### Data provided
● ● ● ●
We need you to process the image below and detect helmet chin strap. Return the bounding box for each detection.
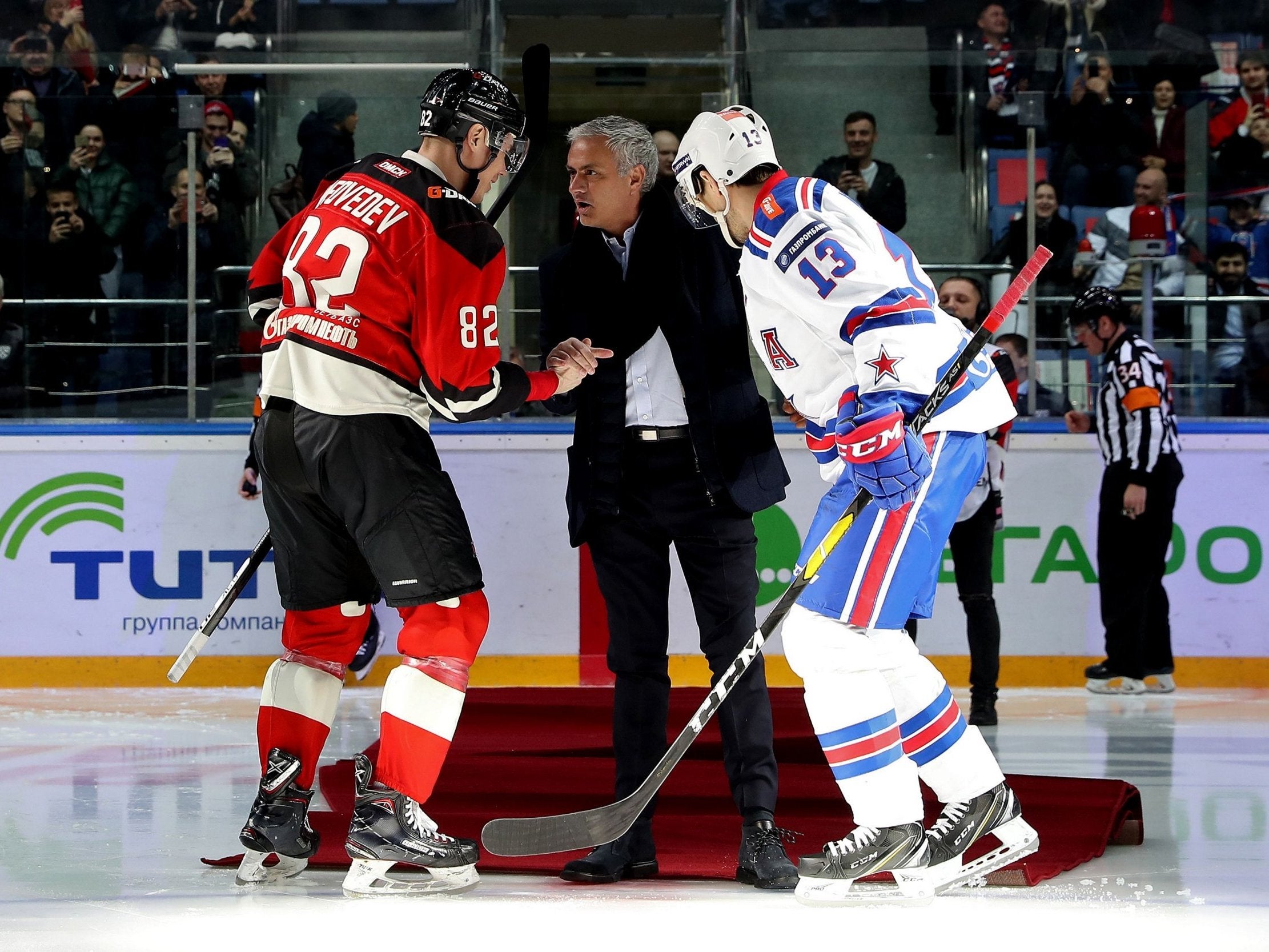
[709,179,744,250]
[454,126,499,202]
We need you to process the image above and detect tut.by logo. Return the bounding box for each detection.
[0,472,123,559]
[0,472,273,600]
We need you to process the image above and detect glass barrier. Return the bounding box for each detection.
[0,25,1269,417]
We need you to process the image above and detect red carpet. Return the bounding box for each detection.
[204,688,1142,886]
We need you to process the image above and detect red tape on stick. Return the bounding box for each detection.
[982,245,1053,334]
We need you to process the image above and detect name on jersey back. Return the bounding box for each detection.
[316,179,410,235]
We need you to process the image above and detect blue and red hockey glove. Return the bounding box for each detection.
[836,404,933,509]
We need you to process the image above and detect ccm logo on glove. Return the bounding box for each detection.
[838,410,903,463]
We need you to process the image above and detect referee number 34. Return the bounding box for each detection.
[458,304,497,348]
● ● ● ●
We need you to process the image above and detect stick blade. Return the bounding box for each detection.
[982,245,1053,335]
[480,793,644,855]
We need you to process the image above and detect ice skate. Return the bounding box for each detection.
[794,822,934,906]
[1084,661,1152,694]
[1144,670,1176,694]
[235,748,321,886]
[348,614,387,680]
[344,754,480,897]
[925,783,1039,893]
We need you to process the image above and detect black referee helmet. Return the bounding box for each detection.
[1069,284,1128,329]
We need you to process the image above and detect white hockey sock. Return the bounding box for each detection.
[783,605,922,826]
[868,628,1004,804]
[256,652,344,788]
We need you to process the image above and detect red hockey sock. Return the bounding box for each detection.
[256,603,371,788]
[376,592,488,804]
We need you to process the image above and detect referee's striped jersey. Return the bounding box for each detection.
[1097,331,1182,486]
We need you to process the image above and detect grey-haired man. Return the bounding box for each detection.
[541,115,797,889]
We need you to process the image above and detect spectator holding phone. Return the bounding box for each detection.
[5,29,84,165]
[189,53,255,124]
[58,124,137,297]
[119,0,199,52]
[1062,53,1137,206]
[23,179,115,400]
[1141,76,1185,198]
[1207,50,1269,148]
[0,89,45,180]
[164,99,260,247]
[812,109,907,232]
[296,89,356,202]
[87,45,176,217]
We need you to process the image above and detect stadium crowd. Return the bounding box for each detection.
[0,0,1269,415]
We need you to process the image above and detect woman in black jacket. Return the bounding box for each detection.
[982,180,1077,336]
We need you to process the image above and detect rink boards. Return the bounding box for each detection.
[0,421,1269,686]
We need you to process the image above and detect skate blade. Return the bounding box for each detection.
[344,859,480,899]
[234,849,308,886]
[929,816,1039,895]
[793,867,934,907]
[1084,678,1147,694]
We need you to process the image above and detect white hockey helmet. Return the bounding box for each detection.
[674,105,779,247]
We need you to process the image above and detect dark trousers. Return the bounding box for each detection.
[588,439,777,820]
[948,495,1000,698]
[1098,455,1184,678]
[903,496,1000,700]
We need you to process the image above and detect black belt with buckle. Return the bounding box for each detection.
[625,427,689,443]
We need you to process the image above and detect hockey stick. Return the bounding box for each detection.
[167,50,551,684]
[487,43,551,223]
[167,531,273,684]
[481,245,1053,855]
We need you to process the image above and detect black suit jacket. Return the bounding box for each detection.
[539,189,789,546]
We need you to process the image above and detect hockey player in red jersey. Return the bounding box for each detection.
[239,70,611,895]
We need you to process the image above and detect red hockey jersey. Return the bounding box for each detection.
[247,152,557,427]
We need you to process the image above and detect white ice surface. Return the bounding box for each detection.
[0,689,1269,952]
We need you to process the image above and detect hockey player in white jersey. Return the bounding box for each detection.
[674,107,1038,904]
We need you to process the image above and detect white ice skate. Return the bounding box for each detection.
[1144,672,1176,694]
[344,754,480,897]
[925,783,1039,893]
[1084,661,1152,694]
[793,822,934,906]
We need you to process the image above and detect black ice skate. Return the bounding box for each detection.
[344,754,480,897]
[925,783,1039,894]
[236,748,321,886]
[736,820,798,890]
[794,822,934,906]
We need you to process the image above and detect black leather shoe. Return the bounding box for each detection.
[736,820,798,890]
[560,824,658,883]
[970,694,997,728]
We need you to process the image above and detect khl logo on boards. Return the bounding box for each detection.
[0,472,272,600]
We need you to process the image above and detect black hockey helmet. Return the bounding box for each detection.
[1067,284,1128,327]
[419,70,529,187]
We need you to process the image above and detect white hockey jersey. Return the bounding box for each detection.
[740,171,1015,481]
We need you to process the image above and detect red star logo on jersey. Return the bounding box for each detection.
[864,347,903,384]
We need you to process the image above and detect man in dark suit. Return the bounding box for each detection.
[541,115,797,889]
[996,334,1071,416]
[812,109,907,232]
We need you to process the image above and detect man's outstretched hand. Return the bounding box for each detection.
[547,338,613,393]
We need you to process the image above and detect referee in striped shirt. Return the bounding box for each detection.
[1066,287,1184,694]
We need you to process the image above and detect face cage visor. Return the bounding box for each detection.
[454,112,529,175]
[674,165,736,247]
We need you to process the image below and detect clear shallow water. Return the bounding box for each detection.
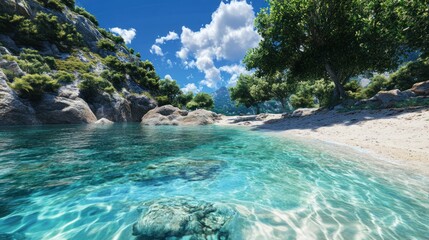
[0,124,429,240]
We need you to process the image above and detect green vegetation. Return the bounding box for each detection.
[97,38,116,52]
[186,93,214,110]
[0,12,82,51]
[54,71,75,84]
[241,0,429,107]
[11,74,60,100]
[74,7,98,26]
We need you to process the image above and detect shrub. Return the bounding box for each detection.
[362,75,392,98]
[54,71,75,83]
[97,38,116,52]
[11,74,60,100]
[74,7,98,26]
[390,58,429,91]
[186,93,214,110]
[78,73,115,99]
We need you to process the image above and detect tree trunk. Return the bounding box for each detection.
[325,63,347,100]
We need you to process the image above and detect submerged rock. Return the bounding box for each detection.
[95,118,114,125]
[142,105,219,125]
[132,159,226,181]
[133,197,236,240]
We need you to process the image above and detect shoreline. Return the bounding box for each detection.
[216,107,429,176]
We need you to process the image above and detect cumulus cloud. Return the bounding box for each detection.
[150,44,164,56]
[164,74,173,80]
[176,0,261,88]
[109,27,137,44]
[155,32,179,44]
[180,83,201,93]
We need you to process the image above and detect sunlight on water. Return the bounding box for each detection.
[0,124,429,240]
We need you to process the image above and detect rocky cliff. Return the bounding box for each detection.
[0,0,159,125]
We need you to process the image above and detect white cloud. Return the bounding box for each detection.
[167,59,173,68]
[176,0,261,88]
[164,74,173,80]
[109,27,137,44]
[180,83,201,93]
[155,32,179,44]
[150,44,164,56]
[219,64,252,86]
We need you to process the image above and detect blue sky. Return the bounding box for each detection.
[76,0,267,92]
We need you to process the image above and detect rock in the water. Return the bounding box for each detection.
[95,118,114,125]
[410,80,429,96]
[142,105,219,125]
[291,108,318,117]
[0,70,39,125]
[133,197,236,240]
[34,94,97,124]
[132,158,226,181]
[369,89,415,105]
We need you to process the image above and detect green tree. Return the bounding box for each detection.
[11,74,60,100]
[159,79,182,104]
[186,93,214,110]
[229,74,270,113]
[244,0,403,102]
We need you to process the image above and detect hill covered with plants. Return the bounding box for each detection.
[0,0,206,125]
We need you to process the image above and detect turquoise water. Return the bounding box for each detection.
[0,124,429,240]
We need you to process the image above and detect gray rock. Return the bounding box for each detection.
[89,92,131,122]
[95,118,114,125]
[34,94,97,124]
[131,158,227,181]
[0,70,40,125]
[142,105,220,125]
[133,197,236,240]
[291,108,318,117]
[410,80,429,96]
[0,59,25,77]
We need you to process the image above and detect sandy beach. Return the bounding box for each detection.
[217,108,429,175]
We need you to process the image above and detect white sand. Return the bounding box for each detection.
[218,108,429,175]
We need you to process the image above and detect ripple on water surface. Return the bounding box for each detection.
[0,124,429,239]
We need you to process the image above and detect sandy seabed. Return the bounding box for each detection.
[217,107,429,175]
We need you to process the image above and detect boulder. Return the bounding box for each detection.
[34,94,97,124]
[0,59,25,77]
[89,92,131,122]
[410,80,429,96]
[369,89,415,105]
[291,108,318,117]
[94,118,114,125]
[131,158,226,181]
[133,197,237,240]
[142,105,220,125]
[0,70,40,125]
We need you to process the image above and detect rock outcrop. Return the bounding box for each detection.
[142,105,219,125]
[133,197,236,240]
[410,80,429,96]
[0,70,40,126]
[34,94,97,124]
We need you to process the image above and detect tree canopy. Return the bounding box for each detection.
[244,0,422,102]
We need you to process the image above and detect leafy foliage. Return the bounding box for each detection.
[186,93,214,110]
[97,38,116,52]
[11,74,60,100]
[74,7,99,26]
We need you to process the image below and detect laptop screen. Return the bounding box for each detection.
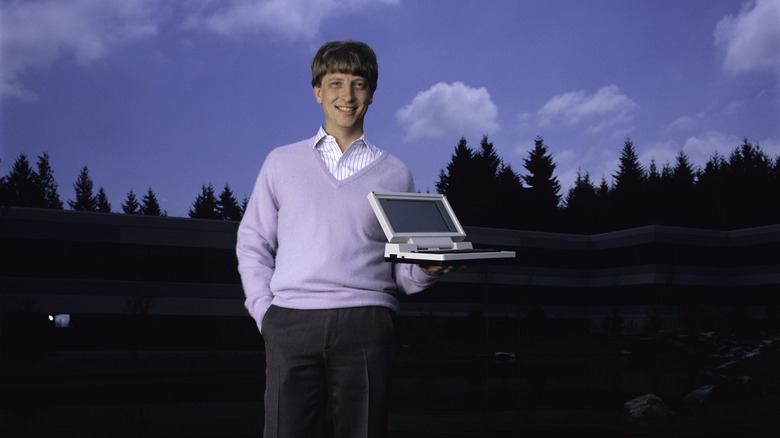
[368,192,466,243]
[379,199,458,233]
● ● ● ●
Count the lines in the records above that contain the word "jacket", matching case, and give only the number.

### Result of this task
2